What is being asked — For the records below, say how many lines contain the string "denim". Give no other text.

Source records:
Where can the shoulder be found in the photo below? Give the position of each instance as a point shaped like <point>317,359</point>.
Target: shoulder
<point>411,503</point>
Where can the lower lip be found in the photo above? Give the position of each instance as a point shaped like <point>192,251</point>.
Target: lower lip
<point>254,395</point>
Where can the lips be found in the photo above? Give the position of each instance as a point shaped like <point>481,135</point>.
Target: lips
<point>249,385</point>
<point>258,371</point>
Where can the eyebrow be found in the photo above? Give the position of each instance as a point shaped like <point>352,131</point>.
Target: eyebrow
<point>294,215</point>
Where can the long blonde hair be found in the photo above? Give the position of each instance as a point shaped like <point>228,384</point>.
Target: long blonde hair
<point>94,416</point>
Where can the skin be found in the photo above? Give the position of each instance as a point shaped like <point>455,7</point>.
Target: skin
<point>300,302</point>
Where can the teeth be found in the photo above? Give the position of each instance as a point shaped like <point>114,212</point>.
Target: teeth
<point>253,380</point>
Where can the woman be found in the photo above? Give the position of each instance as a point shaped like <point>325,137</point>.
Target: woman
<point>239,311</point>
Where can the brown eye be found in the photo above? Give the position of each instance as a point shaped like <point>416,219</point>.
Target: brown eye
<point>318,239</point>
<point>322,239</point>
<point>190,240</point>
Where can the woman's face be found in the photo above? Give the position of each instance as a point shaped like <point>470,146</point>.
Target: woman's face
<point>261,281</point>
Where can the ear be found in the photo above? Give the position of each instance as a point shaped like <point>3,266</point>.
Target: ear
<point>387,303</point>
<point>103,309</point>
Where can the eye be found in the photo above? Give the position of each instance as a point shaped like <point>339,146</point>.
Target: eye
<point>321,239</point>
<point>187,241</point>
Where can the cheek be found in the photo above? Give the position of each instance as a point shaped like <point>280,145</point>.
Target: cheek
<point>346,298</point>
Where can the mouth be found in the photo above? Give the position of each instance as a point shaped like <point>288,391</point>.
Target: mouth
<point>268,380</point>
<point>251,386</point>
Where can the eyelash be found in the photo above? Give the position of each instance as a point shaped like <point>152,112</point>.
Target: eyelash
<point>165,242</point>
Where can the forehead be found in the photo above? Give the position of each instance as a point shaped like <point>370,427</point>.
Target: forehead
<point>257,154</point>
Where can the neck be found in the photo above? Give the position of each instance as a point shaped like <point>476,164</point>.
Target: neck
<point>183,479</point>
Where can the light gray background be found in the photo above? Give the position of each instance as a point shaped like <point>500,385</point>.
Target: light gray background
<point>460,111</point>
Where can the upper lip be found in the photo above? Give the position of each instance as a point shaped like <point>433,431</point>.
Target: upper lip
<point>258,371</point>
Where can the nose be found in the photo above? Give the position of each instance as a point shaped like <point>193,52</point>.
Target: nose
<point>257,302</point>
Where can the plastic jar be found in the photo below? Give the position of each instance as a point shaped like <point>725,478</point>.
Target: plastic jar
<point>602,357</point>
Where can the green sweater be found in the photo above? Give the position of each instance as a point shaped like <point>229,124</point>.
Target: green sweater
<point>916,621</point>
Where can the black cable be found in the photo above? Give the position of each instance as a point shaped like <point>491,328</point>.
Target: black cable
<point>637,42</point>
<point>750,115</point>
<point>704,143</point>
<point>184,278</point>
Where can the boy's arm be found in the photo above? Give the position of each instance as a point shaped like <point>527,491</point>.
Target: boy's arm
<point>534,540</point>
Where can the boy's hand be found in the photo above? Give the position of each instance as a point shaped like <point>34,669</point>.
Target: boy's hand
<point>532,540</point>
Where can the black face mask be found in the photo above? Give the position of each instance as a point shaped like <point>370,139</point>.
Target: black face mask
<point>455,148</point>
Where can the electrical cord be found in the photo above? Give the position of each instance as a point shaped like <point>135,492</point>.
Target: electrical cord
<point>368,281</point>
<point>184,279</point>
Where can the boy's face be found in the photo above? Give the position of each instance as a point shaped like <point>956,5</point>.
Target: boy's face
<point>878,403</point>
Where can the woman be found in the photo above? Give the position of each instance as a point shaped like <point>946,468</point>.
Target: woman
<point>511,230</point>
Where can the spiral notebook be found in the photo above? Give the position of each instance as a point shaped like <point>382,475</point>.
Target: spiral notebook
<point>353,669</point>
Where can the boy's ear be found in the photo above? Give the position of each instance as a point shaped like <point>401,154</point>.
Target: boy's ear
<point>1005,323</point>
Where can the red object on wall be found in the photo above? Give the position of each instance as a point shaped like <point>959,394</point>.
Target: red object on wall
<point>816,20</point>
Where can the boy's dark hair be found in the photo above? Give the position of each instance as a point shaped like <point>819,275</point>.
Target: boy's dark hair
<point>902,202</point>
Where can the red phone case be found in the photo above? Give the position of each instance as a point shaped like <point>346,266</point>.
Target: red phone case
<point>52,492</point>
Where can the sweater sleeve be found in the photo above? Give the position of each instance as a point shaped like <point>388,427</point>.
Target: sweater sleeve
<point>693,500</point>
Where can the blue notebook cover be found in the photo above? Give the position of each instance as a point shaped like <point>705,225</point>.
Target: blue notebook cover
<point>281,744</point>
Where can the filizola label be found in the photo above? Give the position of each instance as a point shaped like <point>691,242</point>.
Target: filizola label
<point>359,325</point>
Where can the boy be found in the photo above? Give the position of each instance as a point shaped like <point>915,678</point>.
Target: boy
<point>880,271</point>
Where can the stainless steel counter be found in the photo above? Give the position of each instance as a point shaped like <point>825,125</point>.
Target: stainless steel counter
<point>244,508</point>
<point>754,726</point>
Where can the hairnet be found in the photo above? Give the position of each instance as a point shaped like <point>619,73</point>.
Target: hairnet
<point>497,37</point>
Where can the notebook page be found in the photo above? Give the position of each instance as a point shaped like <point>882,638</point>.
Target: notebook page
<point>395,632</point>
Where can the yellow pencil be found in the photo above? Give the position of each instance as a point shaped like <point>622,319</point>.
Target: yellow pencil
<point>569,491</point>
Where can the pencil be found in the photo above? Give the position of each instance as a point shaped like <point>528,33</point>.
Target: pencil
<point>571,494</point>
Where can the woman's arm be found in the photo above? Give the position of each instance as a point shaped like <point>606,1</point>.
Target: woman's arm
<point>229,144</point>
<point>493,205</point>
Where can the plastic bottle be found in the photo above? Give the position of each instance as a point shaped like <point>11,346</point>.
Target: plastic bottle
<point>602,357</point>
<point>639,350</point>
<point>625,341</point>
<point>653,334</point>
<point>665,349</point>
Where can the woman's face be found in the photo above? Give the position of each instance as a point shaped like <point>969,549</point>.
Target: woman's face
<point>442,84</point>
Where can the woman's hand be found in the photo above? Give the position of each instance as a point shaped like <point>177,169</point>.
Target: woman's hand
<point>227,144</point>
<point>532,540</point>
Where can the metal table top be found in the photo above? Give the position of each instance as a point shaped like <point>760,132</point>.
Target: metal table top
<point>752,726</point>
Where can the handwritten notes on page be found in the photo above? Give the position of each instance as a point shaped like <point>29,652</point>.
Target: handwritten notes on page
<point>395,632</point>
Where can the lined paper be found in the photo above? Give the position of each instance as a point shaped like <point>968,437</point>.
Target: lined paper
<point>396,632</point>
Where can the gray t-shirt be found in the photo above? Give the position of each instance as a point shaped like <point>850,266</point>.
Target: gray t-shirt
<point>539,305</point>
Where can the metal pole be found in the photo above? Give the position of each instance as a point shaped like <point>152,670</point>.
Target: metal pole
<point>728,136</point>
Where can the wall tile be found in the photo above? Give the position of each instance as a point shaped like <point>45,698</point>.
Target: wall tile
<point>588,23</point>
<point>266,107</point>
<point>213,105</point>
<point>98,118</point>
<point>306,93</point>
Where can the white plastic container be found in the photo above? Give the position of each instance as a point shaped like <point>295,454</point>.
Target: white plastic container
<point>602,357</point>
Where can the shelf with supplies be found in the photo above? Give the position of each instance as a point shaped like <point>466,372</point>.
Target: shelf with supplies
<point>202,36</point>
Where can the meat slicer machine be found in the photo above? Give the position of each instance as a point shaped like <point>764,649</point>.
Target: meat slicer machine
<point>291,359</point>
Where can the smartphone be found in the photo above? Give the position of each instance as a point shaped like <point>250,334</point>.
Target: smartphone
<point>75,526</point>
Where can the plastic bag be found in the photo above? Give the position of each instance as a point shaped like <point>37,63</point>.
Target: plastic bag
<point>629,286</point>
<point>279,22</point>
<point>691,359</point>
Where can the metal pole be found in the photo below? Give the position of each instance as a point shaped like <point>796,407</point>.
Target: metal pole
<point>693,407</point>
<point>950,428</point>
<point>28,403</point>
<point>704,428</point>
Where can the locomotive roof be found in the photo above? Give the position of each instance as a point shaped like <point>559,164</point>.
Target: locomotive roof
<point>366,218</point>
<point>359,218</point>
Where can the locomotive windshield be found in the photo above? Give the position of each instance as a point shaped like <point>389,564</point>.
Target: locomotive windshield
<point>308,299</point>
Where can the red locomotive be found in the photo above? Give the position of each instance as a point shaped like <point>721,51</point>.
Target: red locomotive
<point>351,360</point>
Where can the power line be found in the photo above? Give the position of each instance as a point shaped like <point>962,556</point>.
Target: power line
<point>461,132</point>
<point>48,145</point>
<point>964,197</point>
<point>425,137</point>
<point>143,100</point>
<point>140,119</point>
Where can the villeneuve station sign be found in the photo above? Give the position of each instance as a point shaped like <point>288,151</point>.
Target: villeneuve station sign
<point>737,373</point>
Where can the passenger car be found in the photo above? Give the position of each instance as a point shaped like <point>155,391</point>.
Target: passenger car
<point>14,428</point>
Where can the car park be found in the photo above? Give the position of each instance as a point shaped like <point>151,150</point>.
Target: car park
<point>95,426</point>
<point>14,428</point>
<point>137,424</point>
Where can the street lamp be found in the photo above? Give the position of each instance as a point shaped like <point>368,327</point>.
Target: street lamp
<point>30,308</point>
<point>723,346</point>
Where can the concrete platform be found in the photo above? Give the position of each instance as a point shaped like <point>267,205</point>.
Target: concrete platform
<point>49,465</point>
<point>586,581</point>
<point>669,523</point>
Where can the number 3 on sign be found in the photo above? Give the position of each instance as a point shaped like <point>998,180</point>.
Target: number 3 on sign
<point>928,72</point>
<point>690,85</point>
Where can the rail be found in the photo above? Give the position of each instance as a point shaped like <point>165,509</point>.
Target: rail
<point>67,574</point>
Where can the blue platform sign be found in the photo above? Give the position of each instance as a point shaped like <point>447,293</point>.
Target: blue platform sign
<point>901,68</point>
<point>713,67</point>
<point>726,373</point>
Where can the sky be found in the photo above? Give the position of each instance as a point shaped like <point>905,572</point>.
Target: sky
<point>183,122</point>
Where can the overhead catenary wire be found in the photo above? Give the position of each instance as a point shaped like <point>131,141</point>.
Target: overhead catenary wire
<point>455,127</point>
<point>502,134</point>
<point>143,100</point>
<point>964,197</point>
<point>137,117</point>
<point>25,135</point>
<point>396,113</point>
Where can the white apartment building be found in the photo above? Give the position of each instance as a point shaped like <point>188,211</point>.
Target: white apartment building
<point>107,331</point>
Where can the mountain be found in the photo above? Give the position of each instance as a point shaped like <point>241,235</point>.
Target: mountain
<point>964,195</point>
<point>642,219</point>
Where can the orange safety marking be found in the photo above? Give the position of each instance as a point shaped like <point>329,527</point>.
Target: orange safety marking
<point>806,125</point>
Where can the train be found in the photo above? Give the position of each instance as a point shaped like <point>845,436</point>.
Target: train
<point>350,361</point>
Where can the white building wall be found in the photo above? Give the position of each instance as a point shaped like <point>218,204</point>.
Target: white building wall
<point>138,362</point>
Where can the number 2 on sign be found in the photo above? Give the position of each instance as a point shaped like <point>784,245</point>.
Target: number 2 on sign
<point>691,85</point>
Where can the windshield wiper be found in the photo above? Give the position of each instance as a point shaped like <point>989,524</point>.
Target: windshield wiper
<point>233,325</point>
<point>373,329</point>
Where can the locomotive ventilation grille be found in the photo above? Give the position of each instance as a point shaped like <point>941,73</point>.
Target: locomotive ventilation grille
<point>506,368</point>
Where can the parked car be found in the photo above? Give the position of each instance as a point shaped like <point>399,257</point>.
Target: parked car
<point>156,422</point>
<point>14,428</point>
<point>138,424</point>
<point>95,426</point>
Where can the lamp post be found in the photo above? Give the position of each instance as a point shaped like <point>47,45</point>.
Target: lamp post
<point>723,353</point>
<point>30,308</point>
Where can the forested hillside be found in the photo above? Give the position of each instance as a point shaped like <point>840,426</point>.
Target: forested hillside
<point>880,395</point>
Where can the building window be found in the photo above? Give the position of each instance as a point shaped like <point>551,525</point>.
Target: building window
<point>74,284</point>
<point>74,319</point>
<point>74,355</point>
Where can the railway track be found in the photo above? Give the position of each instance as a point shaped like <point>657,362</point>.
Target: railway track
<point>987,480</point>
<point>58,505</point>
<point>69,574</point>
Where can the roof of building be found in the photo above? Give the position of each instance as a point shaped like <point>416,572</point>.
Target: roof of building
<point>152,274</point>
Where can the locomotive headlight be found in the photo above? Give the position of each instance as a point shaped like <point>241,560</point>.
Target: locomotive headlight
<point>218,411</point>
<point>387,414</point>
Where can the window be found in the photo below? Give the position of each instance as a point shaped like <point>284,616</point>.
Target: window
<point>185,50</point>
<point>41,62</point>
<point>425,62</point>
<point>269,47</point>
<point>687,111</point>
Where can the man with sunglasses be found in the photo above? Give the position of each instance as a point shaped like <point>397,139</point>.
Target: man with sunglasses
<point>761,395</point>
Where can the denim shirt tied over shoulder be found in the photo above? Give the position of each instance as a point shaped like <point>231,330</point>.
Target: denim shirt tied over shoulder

Answer to the problem — 2